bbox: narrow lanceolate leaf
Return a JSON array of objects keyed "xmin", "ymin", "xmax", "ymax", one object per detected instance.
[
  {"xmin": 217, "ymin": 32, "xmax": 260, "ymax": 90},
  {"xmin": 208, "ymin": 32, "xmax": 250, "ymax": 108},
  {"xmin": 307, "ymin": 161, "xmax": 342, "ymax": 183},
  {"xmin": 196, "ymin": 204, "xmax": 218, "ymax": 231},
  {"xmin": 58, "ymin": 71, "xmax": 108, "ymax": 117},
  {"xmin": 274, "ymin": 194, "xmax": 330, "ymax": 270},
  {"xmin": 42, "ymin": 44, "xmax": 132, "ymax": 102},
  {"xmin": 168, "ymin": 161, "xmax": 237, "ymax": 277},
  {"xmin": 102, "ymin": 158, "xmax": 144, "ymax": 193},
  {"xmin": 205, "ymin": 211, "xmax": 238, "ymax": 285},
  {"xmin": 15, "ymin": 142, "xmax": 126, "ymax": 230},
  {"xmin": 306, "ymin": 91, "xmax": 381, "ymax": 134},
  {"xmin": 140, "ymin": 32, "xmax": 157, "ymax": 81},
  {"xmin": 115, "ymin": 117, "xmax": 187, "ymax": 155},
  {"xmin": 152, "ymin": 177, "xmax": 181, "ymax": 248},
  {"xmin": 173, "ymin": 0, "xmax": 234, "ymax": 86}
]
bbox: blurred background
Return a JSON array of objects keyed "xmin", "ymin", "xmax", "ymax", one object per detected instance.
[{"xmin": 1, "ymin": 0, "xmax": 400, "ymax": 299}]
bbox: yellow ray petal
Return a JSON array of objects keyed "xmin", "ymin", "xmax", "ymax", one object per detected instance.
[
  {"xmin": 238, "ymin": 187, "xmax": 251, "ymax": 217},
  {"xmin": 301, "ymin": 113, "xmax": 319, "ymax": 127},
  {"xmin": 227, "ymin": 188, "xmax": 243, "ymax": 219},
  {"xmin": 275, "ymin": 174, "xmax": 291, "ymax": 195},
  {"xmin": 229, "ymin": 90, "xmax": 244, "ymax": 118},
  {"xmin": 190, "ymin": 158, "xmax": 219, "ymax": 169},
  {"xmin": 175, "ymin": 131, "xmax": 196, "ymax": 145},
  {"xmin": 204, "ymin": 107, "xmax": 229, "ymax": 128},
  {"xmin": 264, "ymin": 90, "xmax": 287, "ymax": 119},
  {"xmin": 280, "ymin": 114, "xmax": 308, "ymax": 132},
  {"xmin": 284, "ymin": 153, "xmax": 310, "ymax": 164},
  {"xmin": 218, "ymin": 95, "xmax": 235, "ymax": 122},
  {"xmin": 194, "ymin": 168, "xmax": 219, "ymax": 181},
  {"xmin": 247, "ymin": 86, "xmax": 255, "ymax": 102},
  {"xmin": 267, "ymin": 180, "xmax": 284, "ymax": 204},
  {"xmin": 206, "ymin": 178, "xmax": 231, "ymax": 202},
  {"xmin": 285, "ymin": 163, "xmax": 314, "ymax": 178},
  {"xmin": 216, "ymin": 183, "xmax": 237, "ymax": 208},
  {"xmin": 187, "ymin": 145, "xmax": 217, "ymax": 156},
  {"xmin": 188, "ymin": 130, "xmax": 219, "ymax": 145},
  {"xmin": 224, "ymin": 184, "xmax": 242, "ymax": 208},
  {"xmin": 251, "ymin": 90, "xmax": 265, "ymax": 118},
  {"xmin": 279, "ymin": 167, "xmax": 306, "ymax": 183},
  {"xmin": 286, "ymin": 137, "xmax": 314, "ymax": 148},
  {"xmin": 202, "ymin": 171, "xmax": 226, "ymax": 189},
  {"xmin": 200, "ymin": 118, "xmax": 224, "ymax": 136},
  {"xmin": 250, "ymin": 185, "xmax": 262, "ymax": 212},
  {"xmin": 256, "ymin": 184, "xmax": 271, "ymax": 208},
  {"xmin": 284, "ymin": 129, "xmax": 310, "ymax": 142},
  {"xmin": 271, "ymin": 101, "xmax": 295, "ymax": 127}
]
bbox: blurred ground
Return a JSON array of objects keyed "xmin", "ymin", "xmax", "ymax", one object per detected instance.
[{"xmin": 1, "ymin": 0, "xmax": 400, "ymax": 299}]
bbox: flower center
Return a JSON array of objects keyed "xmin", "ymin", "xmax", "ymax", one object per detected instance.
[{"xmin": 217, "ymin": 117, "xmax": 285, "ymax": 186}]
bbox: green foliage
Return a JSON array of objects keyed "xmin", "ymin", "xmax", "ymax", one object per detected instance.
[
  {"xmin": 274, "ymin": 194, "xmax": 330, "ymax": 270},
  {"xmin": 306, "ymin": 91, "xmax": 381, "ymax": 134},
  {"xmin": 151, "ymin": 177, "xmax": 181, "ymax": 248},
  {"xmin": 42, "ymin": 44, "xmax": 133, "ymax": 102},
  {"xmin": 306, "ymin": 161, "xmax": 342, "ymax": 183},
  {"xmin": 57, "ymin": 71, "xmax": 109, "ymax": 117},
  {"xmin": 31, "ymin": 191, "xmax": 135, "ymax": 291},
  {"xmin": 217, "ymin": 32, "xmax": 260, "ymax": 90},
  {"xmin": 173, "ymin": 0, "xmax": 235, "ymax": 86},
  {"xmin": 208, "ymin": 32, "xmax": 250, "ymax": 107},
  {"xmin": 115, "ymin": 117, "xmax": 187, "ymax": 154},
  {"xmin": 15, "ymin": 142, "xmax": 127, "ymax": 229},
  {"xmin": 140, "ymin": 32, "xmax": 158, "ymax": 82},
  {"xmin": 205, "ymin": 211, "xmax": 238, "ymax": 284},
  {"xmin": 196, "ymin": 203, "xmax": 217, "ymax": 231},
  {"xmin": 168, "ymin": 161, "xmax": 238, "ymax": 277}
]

Exercise requirements – Whichever lines of the material hold the word "bbox", find and copy them.

Output of the exercise –
bbox: narrow lanceolate leaf
bbox: blurred background
bbox: yellow ray petal
bbox: blurred ground
bbox: flower center
bbox: green foliage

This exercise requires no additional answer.